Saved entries
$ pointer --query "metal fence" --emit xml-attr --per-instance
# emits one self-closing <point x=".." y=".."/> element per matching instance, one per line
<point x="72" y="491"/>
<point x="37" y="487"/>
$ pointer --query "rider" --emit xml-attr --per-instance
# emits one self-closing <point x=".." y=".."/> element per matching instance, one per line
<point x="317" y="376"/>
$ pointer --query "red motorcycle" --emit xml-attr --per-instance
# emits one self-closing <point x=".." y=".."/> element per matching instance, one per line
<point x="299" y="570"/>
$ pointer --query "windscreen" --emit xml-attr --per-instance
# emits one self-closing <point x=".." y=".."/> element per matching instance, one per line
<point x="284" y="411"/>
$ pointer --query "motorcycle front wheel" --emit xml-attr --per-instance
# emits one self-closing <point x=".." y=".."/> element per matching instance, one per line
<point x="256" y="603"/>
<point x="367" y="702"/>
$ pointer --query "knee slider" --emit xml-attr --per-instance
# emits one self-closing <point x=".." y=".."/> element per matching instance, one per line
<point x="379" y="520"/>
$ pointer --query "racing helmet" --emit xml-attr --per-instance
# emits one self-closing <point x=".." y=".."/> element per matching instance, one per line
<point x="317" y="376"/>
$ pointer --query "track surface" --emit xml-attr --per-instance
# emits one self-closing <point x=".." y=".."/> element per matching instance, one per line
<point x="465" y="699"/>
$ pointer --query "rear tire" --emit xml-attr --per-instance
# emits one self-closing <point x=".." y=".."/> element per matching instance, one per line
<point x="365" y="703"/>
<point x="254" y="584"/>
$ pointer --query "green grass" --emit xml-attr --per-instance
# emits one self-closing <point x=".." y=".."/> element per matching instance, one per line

The problem »
Locate every line in the saved entries that contains the word "motorcycle" and copy each one.

Reply »
$ pointer --query "red motorcycle" --emit xml-attr --per-instance
$ pointer --query "motorcycle front wheel" --emit xml-attr --per-instance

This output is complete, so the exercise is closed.